■ **AIM OF THE EXERCISE**
Line by line, restate the listing below without any change.
◇ ◇ ◇
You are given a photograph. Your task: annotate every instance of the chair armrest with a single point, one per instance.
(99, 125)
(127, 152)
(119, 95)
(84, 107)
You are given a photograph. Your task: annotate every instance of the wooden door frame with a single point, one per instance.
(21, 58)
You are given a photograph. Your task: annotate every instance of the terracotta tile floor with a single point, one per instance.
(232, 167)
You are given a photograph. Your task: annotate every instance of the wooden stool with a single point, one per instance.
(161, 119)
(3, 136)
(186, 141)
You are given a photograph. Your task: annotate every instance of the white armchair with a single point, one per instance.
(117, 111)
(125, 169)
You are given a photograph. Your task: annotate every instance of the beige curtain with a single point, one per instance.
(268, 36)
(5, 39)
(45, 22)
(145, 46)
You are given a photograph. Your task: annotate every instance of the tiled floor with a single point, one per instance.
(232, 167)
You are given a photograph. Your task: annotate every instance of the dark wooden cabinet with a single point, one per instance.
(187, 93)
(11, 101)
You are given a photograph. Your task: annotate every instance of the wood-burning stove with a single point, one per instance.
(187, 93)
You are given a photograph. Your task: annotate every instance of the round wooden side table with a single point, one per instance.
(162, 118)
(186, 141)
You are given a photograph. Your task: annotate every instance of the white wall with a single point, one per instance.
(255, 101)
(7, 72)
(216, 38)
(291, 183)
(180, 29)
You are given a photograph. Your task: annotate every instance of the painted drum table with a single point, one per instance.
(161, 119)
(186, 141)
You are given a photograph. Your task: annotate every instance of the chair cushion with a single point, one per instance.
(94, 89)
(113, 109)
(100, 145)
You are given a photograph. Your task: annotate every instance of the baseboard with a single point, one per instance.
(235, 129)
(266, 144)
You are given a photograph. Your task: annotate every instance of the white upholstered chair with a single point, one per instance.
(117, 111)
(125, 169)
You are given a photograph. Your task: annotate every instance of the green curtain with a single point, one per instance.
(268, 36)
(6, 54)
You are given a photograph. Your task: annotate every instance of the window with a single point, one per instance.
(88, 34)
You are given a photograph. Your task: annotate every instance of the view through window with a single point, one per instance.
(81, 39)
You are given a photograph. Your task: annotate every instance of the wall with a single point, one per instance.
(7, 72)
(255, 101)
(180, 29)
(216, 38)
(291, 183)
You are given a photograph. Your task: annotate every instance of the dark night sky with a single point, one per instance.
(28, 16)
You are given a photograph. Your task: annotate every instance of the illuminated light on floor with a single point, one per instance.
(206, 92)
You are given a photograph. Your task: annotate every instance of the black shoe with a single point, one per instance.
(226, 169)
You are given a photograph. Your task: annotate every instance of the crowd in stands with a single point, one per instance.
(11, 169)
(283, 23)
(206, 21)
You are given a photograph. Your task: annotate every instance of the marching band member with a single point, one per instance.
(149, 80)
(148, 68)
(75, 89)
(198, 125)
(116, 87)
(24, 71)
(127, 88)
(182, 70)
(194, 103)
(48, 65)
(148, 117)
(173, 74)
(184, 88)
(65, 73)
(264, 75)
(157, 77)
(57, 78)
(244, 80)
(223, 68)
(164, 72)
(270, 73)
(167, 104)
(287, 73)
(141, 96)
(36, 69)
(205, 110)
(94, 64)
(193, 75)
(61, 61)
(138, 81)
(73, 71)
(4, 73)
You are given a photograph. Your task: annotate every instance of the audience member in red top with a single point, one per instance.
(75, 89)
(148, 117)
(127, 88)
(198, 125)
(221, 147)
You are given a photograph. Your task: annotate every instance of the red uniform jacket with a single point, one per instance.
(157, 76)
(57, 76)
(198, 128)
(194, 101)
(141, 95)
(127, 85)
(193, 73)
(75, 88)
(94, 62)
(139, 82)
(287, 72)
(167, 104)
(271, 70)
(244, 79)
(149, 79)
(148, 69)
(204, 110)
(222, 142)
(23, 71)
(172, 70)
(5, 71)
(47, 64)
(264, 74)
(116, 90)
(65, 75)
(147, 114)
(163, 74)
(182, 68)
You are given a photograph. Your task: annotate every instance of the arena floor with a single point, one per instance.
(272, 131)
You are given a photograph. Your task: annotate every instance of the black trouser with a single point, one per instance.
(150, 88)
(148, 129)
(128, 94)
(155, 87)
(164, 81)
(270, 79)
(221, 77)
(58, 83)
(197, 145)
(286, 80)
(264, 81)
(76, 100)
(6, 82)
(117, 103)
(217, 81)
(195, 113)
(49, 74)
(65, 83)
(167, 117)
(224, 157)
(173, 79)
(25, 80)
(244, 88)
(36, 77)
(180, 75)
◇ ◇ ◇
■ **FINISHED EXERCISE**
You are given a photograph. Your task: annotate every instance of the chair armrest with a single point, one per instance.
(99, 125)
(127, 152)
(119, 95)
(84, 107)
You are given a photograph. Your task: annotate every instance of the wooden door frame with a single point, one per instance.
(21, 58)
You are given a photograph. Your task: annotate every instance of the terracotta tile floor with a single point, one per instance.
(232, 167)
You are given a photograph. Your task: annotate every instance of the wooden stool with a single point, one per instance.
(161, 119)
(3, 136)
(186, 141)
You are given a photograph. Your task: annotate every instance of the white armchair with a single point, one per instance.
(117, 111)
(125, 169)
You are given a photograph. Your task: annotate every instance of the beige curtain with a single point, one per instance.
(268, 36)
(5, 39)
(45, 22)
(145, 46)
You are given a photograph. Your task: annotate every instance of the tiled floor with a single point, one per instance.
(232, 167)
You are given a photograph. Your task: annotate every instance of the dark wooden cabinet with a single point, one per instance.
(187, 93)
(11, 101)
You are given a photograph. Your task: annotate every instance of the wood-burning stove with a single point, one per instance.
(187, 93)
You are given a photograph. Your task: annotate every instance of the round wooden side table with a single point, one per instance.
(162, 118)
(186, 141)
You are given a photograph. Your task: annotate every instance of the white wall with a single point, one per instance.
(255, 101)
(7, 72)
(216, 38)
(291, 183)
(180, 29)
You are given a photograph. Your task: annotate every instance of the painted drum table with a single point, one per instance.
(161, 119)
(186, 141)
You are given a photograph. Your task: annotate every instance of the chair cushion with a single point, one per instance.
(94, 89)
(113, 109)
(100, 145)
You are given a photograph. Your task: annotate every instance of the baseboard with a single point, one per instance.
(235, 129)
(266, 144)
You are given a photograph. Your task: annotate every instance of the white upholstered chair with a single point, one per instance.
(117, 111)
(125, 169)
You are given a photograph. Your task: annotate every instance of the green curtain with a single point, one per instance.
(268, 36)
(6, 54)
You are given a photograph. Your task: annotate every instance of the window with a single point, one per instance.
(88, 34)
You are given a photograph. Your task: annotate every instance of the view through window with a single point, one per instance.
(81, 39)
You are given a photograph. Your task: annotate every instance of the wall with a single point, one per instance.
(7, 72)
(255, 101)
(180, 29)
(216, 38)
(291, 183)
You are given a photograph. Your task: annotate every instance of the dark night sky with a single point, one per instance.
(28, 16)
You are given a photograph. Your task: annotate every instance of the illuminated light on floor with a single point, one per instance.
(206, 92)
You are given a photograph. Your task: annotate every instance of the black shoe with a single point, one per instance.
(226, 169)
You are given a photograph. Your task: annotate every instance of the crowd in stands with a single point, one per instance.
(11, 169)
(283, 23)
(206, 21)
You are given a photograph. Your task: annotate every instance of the marching band member with a single point, one per instance.
(149, 80)
(148, 68)
(75, 89)
(198, 125)
(116, 87)
(24, 71)
(127, 88)
(182, 70)
(194, 103)
(48, 65)
(148, 117)
(173, 74)
(184, 88)
(65, 73)
(264, 75)
(157, 77)
(57, 78)
(244, 80)
(223, 68)
(164, 72)
(270, 73)
(167, 104)
(287, 73)
(141, 96)
(36, 69)
(205, 110)
(94, 64)
(193, 75)
(61, 61)
(138, 81)
(73, 71)
(4, 73)
You are given a photograph. Your task: annotate every instance of the audience member in red top with a single point, one per instance.
(75, 89)
(148, 117)
(127, 88)
(198, 125)
(221, 147)
You are given a photograph. Your task: annotate every instance of the red uniform jacket with a single point, one per instance.
(157, 76)
(57, 76)
(198, 128)
(194, 101)
(141, 95)
(127, 85)
(193, 73)
(75, 88)
(94, 62)
(139, 82)
(287, 72)
(167, 104)
(271, 70)
(244, 79)
(149, 79)
(148, 69)
(204, 110)
(222, 142)
(23, 71)
(172, 70)
(5, 71)
(47, 64)
(264, 74)
(116, 90)
(65, 75)
(147, 114)
(163, 74)
(182, 68)
You are given a photograph. Your task: annotate every instance of the arena floor with a single point, one per instance.
(272, 131)
You are given a photograph. Your task: annotate every instance of the black trouser with a single point, one per instance.
(150, 88)
(148, 129)
(128, 94)
(155, 87)
(164, 81)
(270, 79)
(221, 77)
(58, 83)
(197, 145)
(286, 80)
(264, 81)
(76, 100)
(6, 82)
(117, 103)
(217, 81)
(195, 113)
(49, 74)
(65, 83)
(167, 117)
(224, 157)
(173, 79)
(25, 80)
(244, 88)
(36, 77)
(180, 75)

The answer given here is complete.